**THE TASK**
The response must consist of all the records, retyped exactly.

Records from a collection:
******

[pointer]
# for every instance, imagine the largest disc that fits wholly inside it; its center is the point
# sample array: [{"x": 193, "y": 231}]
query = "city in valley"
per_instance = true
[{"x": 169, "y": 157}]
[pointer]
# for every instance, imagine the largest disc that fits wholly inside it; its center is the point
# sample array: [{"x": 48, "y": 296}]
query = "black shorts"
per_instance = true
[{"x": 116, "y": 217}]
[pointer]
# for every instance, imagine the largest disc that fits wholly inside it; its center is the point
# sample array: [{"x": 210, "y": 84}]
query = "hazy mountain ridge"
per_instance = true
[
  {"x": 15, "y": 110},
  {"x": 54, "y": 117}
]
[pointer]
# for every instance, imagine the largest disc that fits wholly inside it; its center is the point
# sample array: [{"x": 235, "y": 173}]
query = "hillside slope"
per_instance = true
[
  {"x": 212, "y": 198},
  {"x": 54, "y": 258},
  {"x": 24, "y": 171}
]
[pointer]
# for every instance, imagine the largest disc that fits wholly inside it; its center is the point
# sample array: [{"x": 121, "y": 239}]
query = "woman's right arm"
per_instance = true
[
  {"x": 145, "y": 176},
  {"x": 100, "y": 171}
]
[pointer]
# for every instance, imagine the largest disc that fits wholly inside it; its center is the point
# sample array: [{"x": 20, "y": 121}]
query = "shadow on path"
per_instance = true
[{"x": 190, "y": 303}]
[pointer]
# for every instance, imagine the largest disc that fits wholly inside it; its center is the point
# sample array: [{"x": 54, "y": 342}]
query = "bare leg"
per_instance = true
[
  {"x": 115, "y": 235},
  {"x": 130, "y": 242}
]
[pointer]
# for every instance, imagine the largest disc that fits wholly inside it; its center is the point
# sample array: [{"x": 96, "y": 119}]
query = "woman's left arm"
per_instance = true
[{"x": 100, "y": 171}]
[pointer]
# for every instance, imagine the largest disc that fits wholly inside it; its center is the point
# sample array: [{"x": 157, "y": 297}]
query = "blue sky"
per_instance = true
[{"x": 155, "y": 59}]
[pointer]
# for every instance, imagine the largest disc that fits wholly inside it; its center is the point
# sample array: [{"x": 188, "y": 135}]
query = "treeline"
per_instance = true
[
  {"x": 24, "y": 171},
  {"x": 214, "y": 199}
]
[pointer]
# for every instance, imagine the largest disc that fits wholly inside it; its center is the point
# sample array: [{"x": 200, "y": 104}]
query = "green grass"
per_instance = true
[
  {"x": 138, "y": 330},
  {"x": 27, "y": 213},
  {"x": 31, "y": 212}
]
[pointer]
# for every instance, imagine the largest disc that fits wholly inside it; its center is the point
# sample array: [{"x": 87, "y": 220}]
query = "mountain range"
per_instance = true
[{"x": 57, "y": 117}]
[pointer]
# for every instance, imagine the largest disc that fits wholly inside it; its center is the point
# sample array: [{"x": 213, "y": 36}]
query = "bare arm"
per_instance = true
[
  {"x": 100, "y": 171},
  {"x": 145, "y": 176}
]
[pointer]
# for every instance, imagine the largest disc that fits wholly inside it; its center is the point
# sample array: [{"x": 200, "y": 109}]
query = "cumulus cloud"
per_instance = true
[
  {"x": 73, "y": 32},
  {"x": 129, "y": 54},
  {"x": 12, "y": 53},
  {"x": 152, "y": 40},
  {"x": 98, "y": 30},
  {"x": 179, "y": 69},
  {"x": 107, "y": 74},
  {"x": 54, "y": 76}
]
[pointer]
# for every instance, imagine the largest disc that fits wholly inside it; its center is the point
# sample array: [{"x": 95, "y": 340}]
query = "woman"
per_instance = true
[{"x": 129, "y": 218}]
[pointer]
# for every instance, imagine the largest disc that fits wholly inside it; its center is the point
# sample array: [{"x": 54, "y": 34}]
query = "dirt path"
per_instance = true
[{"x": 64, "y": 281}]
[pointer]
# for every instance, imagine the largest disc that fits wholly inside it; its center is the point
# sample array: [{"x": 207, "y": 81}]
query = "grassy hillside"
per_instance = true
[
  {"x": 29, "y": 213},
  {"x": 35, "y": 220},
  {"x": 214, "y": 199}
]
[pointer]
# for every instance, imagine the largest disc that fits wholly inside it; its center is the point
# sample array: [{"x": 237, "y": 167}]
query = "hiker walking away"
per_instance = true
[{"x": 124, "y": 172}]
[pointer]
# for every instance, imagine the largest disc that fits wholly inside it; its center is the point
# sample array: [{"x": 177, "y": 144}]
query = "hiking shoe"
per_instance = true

******

**SOLUTION FOR THIS PROBLEM**
[pointer]
# for every instance, imagine the largest disc that fits wholly inside it; its center is the point
# sample array: [{"x": 193, "y": 231}]
query = "city in valley"
per_instance = true
[{"x": 169, "y": 157}]
[pointer]
# for every instance, imagine the largest disc that fits wholly inside it; its center is the point
# sample array: [{"x": 48, "y": 296}]
query = "black shorts"
per_instance = true
[{"x": 116, "y": 217}]
[pointer]
# for every instance, imagine the largest disc that fits wholly inside it; its center is the point
# sample array: [{"x": 210, "y": 84}]
query = "hazy mountain ridge"
per_instance = true
[
  {"x": 15, "y": 110},
  {"x": 54, "y": 117}
]
[pointer]
# for every instance, imagine the largest disc that fits wholly inside it; its center is the point
# sample array: [{"x": 235, "y": 173}]
query = "hillside slope"
per_instance = true
[
  {"x": 212, "y": 198},
  {"x": 54, "y": 258},
  {"x": 24, "y": 171}
]
[pointer]
# for every instance, imagine the largest disc that fits wholly inside it; its center is the point
# sample array: [{"x": 121, "y": 239}]
query = "woman's right arm"
per_instance = true
[
  {"x": 145, "y": 176},
  {"x": 100, "y": 171}
]
[pointer]
# for every instance, imagine the largest disc that fits wholly inside it; its center is the point
# sample array: [{"x": 20, "y": 121}]
query = "shadow on path"
per_instance = true
[{"x": 190, "y": 303}]
[pointer]
# for every instance, imagine the largest disc that fits wholly inside it; its center is the point
# sample array: [{"x": 54, "y": 342}]
query = "bare leg"
per_instance = true
[
  {"x": 115, "y": 235},
  {"x": 130, "y": 242}
]
[pointer]
# for every instance, imagine the largest disc that fits wholly inside it; its center is the point
# sample array: [{"x": 96, "y": 119}]
query = "woman's left arm"
per_instance = true
[{"x": 100, "y": 171}]
[pointer]
# for every instance, imagine the largest disc that fits wholly inside it; its center is the point
# sample array: [{"x": 157, "y": 297}]
query = "blue sky"
per_instance = true
[{"x": 155, "y": 59}]
[pointer]
# for every instance, imagine the largest disc that fits wholly inside it; its center is the point
# sample array: [{"x": 188, "y": 135}]
query = "treeline"
per_instance = true
[
  {"x": 24, "y": 171},
  {"x": 214, "y": 199}
]
[pointer]
# for every instance, imagine the largest disc that fits wholly inside it; its center is the point
# sample array: [{"x": 200, "y": 104}]
query = "green grass"
per_instance = true
[
  {"x": 138, "y": 330},
  {"x": 27, "y": 213},
  {"x": 31, "y": 212}
]
[pointer]
# for every instance, imagine the largest disc that fits wholly inside it; its center is the point
# sample array: [{"x": 87, "y": 220}]
query = "mountain range"
per_instance = true
[{"x": 57, "y": 117}]
[pointer]
# for every instance, imagine the largest disc that fits wholly inside it; its center is the point
# sample array: [{"x": 213, "y": 36}]
query = "bare arm"
per_instance = true
[
  {"x": 100, "y": 171},
  {"x": 145, "y": 176}
]
[pointer]
# for every instance, imagine the largest disc that fits wholly inside it; its center is the point
# sample array: [{"x": 200, "y": 109}]
query = "cumulus cloud"
per_instance = true
[
  {"x": 73, "y": 32},
  {"x": 129, "y": 54},
  {"x": 12, "y": 53},
  {"x": 152, "y": 40},
  {"x": 98, "y": 30},
  {"x": 179, "y": 69},
  {"x": 107, "y": 74},
  {"x": 54, "y": 76}
]
[pointer]
# for every instance, imagine the largest disc that fits wholly inside it; its center is the point
# sample array: [{"x": 95, "y": 340}]
query = "woman"
per_instance = true
[{"x": 129, "y": 218}]
[pointer]
# for every instance, imagine the largest disc that fits wholly inside it; its center is the point
# sample array: [{"x": 54, "y": 34}]
query = "dirt path"
per_instance = true
[{"x": 64, "y": 281}]
[pointer]
# for every instance, imagine the largest disc that fits wholly inside it; its center is the point
# sample array: [{"x": 207, "y": 81}]
query = "grassy hillside"
per_instance = true
[
  {"x": 29, "y": 213},
  {"x": 35, "y": 220},
  {"x": 214, "y": 199}
]
[pointer]
# for every instance, imagine the largest disc that fits wholly inside it; its center is the point
# sample array: [{"x": 237, "y": 167}]
query = "hiker walking away"
per_instance = true
[{"x": 124, "y": 172}]
[pointer]
# for every instance, imagine the largest disc that fits wholly inside it; its center is the point
# sample array: [{"x": 177, "y": 144}]
query = "hiking shoe"
per_instance = true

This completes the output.